**Tasks to perform:**
(A) From the neuromorphic circuit summary, write out the part that opens with the words containing "Contribution" and closes with "in artificial plumes.".
(B) Translate this sentence from the neuromorphic circuit summary into Spanish: "The circuit encodes gas concentration via spike timing differences."

**Document:**

········

Neuromorphic circuit for temporal odor encoding in turbulent environments
Shavika Rastogi, Nik Dennler, Michael Schmuker, Andr\'e van Schaik

TL;DR
This paper presents a neuromorphic electronic nose circuit inspired by mammalian olfactory pathways that efficiently encodes odor concentration in turbulent environments, enabling real-time detection and localization.
Contribution
It introduces a novel neuromorphic circuit that extracts and encodes odor features into spikes, improving real-time odor detection in dynamic, turbulent conditions.
Findings
The circuit encodes gas concentration via spike timing differences.
It accurately recognizes gases and estimates concentrations in artificial plumes.
The approach mimics mammalian olfactory bulb spiking behavior.

········

**Collected material:**
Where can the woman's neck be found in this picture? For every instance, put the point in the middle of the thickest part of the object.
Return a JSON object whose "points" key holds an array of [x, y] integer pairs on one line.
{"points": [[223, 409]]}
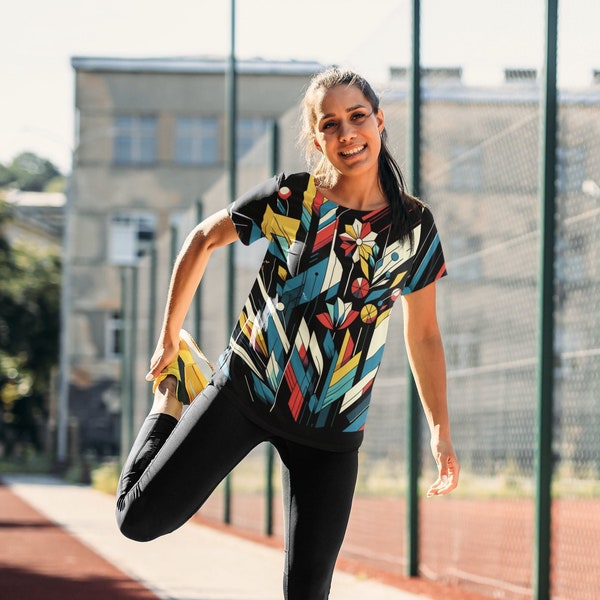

········

**Expected answers:**
(A)
Contribution
It introduces a novel neuromorphic circuit that extracts and encodes odor features into spikes, improving real-time odor detection in dynamic, turbulent conditions.
Findings
The circuit encodes gas concentration via spike timing differences.
It accurately recognizes gases and estimates concentrations in artificial plumes.

(B) El circuito codifica la concentración de gas mediante diferencias en la temporización de los pulsos.